Apache Kafka and event streaming are practically synonymous today. Event streaming is a core part of our platform, and we recently swapped Kafka out for Pulsar. We’ve spoken about it in-person with our clients and at conferences. Recently, a friend in the Apache Pulsar community recommended that I write a post to share our experience and our reasons for switching.
We built the StreamSQL ML feature store on Kafka and found ourselves writing tons of code to make the system behave as we wanted. We decided that Kafka was not the right tool for the job. Obviously, this won’t be true for many, many use cases and, even when it is, it may make sense to use it anyway instead of Pulsar. Through the rest of the post, I’ll describe the solution we built with Kafka, and why we decided to move to Pulsar.
StreamSQL is a feature store for machine learning. It’s built heavily upon the concept of event-sourcing. Three components make up StreamSQL: Event Storage, Transformations, and Materialized Features. The event storage is an immutable ledger of every domain event sent to our system. We serve the materialized state with similar APIs to Cassandra, Redis, and CockroachDB. Transformations are pure functions that map the events into the state. Every event that we receive is processed and applied to the materialized state, according to the transformation.
StreamSQL runs new transformations retroactively across all data. The end state is a true materialization of the entire event stream. Furthermore, you can generate a “virtual” state by rollbacking back and replaying events. The virtual state is used to generate point-in-time correct features for training models.
The system needs to be able to do the following:
Store every domain event in a system forever.
Keep materialized state consistent by guaranteeing exactly-once processing of each incoming event.
Be able to run transformations on all historical events in the same order that we received them.
Rollback and replay the event ledger and materialize the views at that point.
The original Kafka-Based solution consisted of a stitched-together set of big data tools. The system stored past events in S3 and processed them with Spark. For streaming data, it used Kafka and Flink. Keeping events and the materialized views consistent required complex coordination between each system.
Every domain event would enter the system through Kafka which would then save it into S3. This allowed us to store large amounts of seldom used data with high durability and low cost.
We attempted to use Kafka’s infinite retention on streams but found it expensive and unmaintainable. We started to see performance degradation and volatile latencies on our larger topics. We did not investigate further since we were almost entirely moved onto to Pulsar.
We materialize a view by processing every event in order. We use Spark to crunch through the majority of the historical data that's stored in S3. If we could pause events while this was happening, it would simplify things. In that situation, we could read all S3 data, then switch to processing Kafka at the head of the topic. In reality, there is a delay between events persisting into S3 from Kafka, and another one between swapping the large batch processing cluster to the smaller stream processing one. We can't afford to miss processing any events, so we use Spark to process as many events as possible in S3 and then have it return the last event's ID. Since we've configured Kafka to retain the last couple weeks of data, we can backfill the rest of the events off of Kafka.
******************************
PARTS OF THE EXERCISE:
1/ According to the post on switching from Kafka to Pulsar, what three components make up StreamSQL?
2/ Reproduce word for word the part of the post on switching from Kafka to Pulsar that runs from "We attempted to" to "onto to Pulsar.".

ITEMS:
******************************
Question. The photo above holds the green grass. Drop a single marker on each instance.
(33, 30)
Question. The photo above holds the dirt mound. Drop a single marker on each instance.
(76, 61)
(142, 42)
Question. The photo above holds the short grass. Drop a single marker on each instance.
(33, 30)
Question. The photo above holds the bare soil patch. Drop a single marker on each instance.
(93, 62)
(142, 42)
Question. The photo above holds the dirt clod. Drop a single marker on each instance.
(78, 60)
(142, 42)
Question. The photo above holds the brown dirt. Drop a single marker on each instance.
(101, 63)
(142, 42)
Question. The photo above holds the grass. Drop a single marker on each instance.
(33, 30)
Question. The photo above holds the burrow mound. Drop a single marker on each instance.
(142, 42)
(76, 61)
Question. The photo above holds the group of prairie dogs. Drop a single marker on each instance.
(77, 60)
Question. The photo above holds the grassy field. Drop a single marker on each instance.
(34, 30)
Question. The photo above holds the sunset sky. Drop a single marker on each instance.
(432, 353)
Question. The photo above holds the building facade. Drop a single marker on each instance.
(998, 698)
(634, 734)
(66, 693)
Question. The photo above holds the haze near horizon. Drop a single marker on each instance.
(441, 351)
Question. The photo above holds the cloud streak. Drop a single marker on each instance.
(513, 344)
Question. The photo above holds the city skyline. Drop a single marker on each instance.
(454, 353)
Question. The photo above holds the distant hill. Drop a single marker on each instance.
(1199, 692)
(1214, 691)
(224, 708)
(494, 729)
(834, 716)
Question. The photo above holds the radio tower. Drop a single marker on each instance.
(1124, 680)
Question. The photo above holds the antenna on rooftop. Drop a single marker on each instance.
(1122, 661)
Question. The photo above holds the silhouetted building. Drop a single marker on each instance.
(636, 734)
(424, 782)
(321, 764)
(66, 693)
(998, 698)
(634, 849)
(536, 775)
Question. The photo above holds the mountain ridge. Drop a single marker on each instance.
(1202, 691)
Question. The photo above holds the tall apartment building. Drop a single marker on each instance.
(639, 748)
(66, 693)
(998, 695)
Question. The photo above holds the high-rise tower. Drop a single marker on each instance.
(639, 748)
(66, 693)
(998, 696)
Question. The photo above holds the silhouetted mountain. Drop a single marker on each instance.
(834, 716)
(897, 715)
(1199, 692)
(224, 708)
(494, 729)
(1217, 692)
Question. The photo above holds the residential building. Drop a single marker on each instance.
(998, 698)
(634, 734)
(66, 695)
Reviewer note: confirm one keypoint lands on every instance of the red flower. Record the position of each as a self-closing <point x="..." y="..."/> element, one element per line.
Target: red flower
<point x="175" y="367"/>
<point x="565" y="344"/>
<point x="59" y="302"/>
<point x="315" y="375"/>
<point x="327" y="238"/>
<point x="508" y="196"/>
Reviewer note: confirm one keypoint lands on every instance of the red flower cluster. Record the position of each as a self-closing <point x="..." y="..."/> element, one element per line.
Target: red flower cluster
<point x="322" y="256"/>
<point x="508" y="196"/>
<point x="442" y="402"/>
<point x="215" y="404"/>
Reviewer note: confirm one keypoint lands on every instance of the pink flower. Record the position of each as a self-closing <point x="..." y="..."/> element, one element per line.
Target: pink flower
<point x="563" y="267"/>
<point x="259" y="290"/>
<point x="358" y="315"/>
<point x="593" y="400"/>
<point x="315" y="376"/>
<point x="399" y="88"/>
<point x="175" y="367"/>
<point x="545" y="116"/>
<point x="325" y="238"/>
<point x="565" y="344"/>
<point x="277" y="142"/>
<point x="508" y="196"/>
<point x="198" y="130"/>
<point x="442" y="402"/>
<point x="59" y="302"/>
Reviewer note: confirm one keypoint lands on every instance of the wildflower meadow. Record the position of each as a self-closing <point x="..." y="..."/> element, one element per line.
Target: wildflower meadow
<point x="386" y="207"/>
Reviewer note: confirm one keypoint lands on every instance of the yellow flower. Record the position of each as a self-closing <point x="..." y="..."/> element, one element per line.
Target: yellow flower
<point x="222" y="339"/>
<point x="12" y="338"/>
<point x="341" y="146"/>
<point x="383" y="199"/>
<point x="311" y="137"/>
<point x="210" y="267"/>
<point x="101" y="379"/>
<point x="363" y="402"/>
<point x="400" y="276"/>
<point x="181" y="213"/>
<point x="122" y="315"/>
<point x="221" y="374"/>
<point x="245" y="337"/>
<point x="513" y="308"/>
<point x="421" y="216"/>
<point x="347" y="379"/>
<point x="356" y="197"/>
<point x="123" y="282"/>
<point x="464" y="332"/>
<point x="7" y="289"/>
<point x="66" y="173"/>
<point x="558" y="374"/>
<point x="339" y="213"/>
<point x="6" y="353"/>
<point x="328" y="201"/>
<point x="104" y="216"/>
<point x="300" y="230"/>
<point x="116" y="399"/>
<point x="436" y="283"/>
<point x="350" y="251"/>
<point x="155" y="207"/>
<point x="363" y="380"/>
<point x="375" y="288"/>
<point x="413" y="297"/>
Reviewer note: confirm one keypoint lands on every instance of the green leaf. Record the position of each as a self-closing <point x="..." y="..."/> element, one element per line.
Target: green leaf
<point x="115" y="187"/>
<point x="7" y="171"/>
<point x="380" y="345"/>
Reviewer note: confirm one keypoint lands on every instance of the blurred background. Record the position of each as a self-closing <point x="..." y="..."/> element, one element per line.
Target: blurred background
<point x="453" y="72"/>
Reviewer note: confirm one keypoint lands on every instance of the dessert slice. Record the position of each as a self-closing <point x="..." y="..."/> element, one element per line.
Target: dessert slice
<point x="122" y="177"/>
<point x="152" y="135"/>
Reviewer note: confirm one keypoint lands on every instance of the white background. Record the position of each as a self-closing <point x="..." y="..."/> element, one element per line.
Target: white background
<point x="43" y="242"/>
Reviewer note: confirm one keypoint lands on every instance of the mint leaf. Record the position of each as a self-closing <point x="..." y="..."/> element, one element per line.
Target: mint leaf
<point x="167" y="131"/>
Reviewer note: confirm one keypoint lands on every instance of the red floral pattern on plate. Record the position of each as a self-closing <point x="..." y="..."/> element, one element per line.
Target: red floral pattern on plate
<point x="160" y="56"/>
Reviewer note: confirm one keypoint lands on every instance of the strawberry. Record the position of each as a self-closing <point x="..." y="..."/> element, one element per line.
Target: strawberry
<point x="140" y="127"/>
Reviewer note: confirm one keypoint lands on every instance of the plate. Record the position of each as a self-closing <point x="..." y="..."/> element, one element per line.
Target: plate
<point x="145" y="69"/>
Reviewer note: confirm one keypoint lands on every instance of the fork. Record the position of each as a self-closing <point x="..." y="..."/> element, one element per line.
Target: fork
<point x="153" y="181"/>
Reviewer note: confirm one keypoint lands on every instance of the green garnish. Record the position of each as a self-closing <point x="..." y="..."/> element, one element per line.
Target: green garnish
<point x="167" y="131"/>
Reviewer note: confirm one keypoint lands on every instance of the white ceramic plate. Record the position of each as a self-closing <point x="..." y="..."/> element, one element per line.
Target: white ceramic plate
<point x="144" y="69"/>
******************************
EXERCISE RESULTS:
1/ Event Storage, Transformations, and Materialized Features.

2/
We attempted to use Kafka’s infinite retention on streams but found it expensive and unmaintainable. We started to see performance degradation and volatile latencies on our larger topics. We did not investigate further since we were almost entirely moved onto to Pulsar.